● **Short problem**: Copy every one of the records below word for word, leaving out the pictures.

● **Records provided**:
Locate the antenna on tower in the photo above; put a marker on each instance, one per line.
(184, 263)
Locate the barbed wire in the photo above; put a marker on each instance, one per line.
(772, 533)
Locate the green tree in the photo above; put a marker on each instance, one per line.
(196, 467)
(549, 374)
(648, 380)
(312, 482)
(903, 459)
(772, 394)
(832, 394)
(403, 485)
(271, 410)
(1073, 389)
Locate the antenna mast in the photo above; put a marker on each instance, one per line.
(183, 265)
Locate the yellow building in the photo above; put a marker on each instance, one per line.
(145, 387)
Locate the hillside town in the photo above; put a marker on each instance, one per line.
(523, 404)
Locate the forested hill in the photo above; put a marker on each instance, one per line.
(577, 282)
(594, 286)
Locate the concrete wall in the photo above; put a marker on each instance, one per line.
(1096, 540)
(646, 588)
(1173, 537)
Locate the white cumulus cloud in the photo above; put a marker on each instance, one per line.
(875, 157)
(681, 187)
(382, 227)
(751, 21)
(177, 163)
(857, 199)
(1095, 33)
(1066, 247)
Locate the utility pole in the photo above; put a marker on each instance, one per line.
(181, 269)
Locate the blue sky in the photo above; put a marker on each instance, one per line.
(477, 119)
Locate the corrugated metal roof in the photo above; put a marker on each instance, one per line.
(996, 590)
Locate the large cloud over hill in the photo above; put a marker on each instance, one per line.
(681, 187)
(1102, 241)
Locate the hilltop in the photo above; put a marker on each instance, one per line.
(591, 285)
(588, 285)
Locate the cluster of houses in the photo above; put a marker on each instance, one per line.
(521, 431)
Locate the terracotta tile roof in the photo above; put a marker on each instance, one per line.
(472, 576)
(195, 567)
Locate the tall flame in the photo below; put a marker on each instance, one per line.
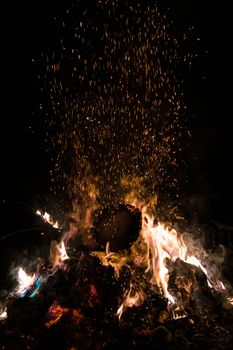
(25, 281)
(58, 254)
(163, 242)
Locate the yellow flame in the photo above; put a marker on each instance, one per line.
(3, 315)
(132, 298)
(47, 217)
(25, 281)
(58, 254)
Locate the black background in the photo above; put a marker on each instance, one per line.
(208, 88)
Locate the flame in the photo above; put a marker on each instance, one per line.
(132, 298)
(58, 254)
(55, 313)
(25, 282)
(47, 218)
(3, 315)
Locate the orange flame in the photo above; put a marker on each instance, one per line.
(58, 254)
(132, 298)
(56, 311)
(47, 217)
(25, 281)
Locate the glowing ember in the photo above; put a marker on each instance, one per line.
(47, 218)
(55, 313)
(25, 282)
(133, 298)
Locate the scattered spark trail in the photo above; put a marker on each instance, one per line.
(115, 101)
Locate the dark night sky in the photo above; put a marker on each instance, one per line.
(24, 161)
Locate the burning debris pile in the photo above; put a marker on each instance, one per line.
(149, 291)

● **Reply**:
Locate the antenna on tower in the photo above; put a marker on each instance, one per line.
(184, 263)
Locate the barbed wire in the photo above; put a marker on each instance, one per line.
(772, 533)
Locate the green tree in the photo above; put a marker on each instance, one per line.
(196, 467)
(549, 374)
(648, 380)
(312, 482)
(903, 459)
(772, 394)
(832, 394)
(403, 485)
(271, 410)
(1073, 389)
Locate the antenna mast in the photo above; put a marker on each instance, one per line.
(183, 265)
Locate the yellow building in the photo above; put a marker on each instance, one per line.
(145, 387)
Locate the hillside town in the photo above; put a marker on each instance, one per line.
(523, 404)
Locate the forested hill in the photo above; put a marker on each instance, one per line.
(577, 282)
(594, 286)
Locate the concrete wall in the photo above; put a marker on each instance, one per line.
(1096, 540)
(646, 588)
(1173, 537)
Locate the white cumulus cloud in the photo above; put a marker on each instance, one per line.
(875, 157)
(681, 187)
(382, 227)
(751, 21)
(177, 163)
(857, 199)
(1095, 33)
(1066, 247)
Locate the utility pole in the photo above; put a marker on each instance, one per line.
(181, 269)
Locate the blue sky in the photo above; put a marker on each instance, one per line.
(477, 119)
Locate the corrugated metal roof in the photo above; put a marker on each instance, one per line.
(996, 590)
Locate the large cloud over hill in the photo above; put a marker on each instance, one per line.
(681, 187)
(1102, 241)
Locate the hilltop in the photo above; put a marker on each instance, one per line.
(591, 285)
(588, 285)
Locate the cluster of houses in the photo above; put a marker on each instance, one per line.
(521, 431)
Locate the terracotta tile roof in the photo above; put a marker on each instance, one per line.
(472, 576)
(195, 567)
Locate the tall flame in the photo below; put a marker on each instance, one per line.
(25, 281)
(58, 254)
(163, 242)
Locate the yellow flame in the photo above; put a marker on each instance, one per line.
(3, 315)
(132, 298)
(47, 217)
(25, 281)
(58, 254)
Locate the black background in the photo above; put a marker on each instance, one per line.
(208, 88)
Locate the flame in the photo above; put a marker on each instance, one per line.
(132, 298)
(58, 254)
(55, 313)
(25, 282)
(47, 218)
(3, 315)
Locate the orange flame in the photo above; put a marker on each instance, one per line.
(58, 254)
(132, 298)
(56, 311)
(47, 217)
(25, 281)
Locate the glowing ember in the photo above; put a marker on each instance, one per line.
(47, 218)
(55, 313)
(25, 282)
(133, 298)
Locate the scattered spark trail in the photo above; put a marker on each instance, one per line.
(115, 101)
Locate the dark night sky in the photo above; put a marker on each instance, one per line.
(24, 161)
Locate the burning debris pile in the photo above; put a marker on each instance, one per line.
(149, 291)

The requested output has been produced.